What to work on:
Your answer must be a word-for-word copy of the data.

+---+

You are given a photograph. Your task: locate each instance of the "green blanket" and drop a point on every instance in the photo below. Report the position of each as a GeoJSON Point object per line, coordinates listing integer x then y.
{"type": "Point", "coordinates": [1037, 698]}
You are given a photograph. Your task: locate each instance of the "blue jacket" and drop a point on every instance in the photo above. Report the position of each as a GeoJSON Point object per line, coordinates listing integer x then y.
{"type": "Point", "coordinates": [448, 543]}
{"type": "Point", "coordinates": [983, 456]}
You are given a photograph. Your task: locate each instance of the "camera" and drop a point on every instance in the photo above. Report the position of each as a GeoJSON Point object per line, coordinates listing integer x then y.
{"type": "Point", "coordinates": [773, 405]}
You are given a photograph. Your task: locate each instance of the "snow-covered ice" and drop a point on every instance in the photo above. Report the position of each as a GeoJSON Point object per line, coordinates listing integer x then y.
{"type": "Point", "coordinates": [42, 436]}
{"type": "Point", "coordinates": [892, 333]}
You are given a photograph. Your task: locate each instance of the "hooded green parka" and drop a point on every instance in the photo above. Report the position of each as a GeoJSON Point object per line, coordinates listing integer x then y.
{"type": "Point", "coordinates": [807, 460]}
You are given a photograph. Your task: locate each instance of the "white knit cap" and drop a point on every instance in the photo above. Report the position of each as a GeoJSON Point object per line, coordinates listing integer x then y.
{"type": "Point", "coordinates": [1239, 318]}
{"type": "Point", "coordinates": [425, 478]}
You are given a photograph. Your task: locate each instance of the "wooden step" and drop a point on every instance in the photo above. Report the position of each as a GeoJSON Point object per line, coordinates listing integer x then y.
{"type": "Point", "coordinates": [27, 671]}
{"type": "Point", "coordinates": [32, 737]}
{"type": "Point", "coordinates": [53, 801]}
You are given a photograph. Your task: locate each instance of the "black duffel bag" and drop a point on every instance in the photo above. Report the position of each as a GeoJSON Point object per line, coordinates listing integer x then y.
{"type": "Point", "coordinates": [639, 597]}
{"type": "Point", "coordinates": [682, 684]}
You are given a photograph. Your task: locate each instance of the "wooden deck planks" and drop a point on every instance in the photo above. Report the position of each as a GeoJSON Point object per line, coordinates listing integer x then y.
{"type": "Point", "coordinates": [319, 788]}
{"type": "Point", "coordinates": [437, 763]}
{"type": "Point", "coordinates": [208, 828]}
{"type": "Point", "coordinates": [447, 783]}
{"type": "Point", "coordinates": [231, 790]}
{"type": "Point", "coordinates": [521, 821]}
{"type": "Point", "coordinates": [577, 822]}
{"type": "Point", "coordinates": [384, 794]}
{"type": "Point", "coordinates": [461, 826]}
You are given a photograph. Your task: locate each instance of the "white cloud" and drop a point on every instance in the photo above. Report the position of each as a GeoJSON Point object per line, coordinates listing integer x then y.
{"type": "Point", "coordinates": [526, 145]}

+---+

Final answer:
You are given a photograph. Your task: locate each instance of the "green blanket" and drop a point on every instance in the photo below. Report the position of each as a GeoJSON Point object per line, coordinates listing integer x then y.
{"type": "Point", "coordinates": [1037, 698]}
You are given a photograph. Your task: locate each instance of the "blue jacket" and drop a point on every instance in the photo above. Report the position of each as a GeoJSON Point object per line, coordinates listing integer x then y.
{"type": "Point", "coordinates": [448, 543]}
{"type": "Point", "coordinates": [983, 456]}
You are given a photograph. Your task: locate each instance of the "camera" and drop a point on every instance in the photo above. Report the position of each as a GeoJSON Point object per line, coordinates listing integer x then y.
{"type": "Point", "coordinates": [773, 405]}
You are given a photograph. Your task: locate each instance of the "snow-covered ice" and drop a point on every instance in the photo above. Report the position of each as a GeoJSON Point object per line, coordinates listing integer x then y.
{"type": "Point", "coordinates": [42, 436]}
{"type": "Point", "coordinates": [892, 333]}
You are given a photograph. Your task: locate each instance of the "hooded green parka" and drop a point on every instance in the photo above. Report the position of each as a GeoJSON Point object per line, coordinates listing integer x then y.
{"type": "Point", "coordinates": [807, 460]}
You are given a photograph. Your task: locate each instance of the "white knit cap" and drop a point on every instance in the photo above. Report the position of each as a GeoJSON Point object per line, coordinates listing integer x then y.
{"type": "Point", "coordinates": [1239, 318]}
{"type": "Point", "coordinates": [425, 478]}
You are given a photograph. Your task: locate each instance of the "wooden step" and drop a point on every instance in the photo above. Report the position of each as a GeoJSON Point object per line, coordinates listing integer x then y.
{"type": "Point", "coordinates": [27, 671]}
{"type": "Point", "coordinates": [32, 737]}
{"type": "Point", "coordinates": [53, 801]}
You are given a photograph. Your task: locate each instance of the "black duffel bag" and drop a point on every instance in the photo above. Report the position of each as a GeoJSON Point object per line, coordinates listing integer x then y.
{"type": "Point", "coordinates": [639, 597]}
{"type": "Point", "coordinates": [682, 684]}
You are given a photograph. Your task: locate each instance of the "wooden deck planks" and drop a point on every instance in the photo above. Report the position of each as a GeoJSON Point object per line, coordinates listing integer x then y.
{"type": "Point", "coordinates": [319, 788]}
{"type": "Point", "coordinates": [437, 763]}
{"type": "Point", "coordinates": [208, 828]}
{"type": "Point", "coordinates": [447, 783]}
{"type": "Point", "coordinates": [231, 790]}
{"type": "Point", "coordinates": [521, 821]}
{"type": "Point", "coordinates": [577, 822]}
{"type": "Point", "coordinates": [384, 794]}
{"type": "Point", "coordinates": [461, 826]}
You are given a photograph. Your task: locate each instance of the "white cloud" and drop a point on every instance in the photo above. Report the position of each as a GeoJSON Point object per line, coordinates listing integer x then y.
{"type": "Point", "coordinates": [526, 145]}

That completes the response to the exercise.